Stated goal:
Reproduce each of the following entries word for word, with every line left unchanged.

Start of Material for this exercise

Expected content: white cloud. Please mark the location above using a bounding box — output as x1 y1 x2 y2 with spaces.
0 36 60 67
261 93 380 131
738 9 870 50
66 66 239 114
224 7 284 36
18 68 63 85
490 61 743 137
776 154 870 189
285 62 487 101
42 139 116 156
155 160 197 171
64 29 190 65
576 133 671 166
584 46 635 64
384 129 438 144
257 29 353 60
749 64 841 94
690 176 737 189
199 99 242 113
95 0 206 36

End of Material for this exercise

Correct response:
Expected content: white cloud. Please mark the location above using a bounding box — output as x1 y1 x2 y2 with spaces.
0 36 60 67
261 93 380 131
738 9 870 50
66 66 239 114
224 7 284 36
18 68 63 85
490 61 743 137
776 154 870 189
285 62 487 101
42 139 116 156
155 160 197 171
64 29 190 65
576 133 671 166
584 46 635 64
384 129 438 144
257 29 353 60
749 64 841 94
690 176 737 189
199 99 242 113
95 0 206 36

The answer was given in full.